START Record set

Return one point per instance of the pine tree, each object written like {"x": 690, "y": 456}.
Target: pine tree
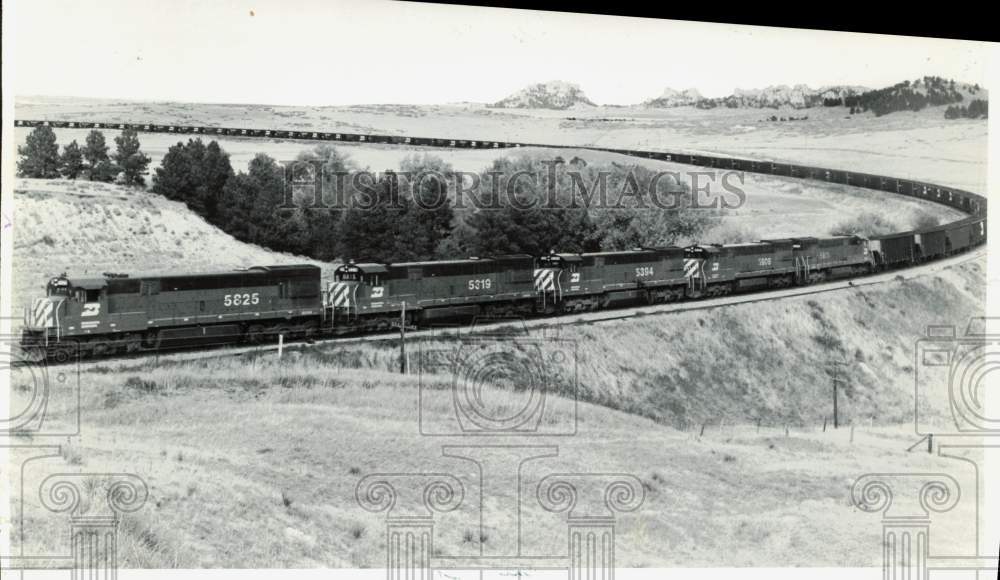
{"x": 71, "y": 162}
{"x": 130, "y": 159}
{"x": 95, "y": 153}
{"x": 39, "y": 154}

END Record set

Print all the lines above again exactly, without any pictures.

Return one point per instance of the pine tree, each object written like {"x": 690, "y": 456}.
Target: pine tree
{"x": 71, "y": 162}
{"x": 130, "y": 159}
{"x": 95, "y": 153}
{"x": 39, "y": 154}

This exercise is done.